**WHAT YOU ARE ASKED TO DO:** Could you lay out the stretch of material from the line containing "Mark the sliced" through the line containing "pixel 513 81" as a numbered list, skipping any blank lines?

**PROVIDED RECORDS:**
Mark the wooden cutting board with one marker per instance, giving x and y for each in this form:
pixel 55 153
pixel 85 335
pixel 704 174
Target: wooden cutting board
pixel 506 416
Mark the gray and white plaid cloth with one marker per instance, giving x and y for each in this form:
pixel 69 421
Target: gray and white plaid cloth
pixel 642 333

==

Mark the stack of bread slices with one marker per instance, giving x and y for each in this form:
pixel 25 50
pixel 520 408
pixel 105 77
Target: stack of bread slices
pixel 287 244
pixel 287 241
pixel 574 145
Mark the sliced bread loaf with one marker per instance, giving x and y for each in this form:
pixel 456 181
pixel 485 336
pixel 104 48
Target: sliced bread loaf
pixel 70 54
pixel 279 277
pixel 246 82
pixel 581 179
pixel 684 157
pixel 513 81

==

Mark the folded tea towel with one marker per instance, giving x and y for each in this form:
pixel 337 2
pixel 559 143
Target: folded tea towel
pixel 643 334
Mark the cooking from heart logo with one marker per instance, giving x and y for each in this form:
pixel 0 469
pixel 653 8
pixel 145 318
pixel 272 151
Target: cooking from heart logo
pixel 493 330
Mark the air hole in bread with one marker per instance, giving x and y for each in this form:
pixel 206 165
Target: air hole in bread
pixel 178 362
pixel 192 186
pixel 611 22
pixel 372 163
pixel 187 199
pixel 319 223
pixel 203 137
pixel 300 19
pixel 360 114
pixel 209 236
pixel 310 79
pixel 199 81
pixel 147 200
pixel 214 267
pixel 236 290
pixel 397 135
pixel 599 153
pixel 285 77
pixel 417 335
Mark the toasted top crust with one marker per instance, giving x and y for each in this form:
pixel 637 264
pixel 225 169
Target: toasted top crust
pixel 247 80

**FINAL RESULT:**
1. Mark the sliced bread loaf with one marker per instance, giving x and y for each in this form:
2. pixel 456 181
3. pixel 485 336
4. pixel 104 48
5. Target: sliced bread loaf
6. pixel 70 54
7. pixel 279 277
8. pixel 246 82
9. pixel 581 179
10. pixel 684 157
11. pixel 513 81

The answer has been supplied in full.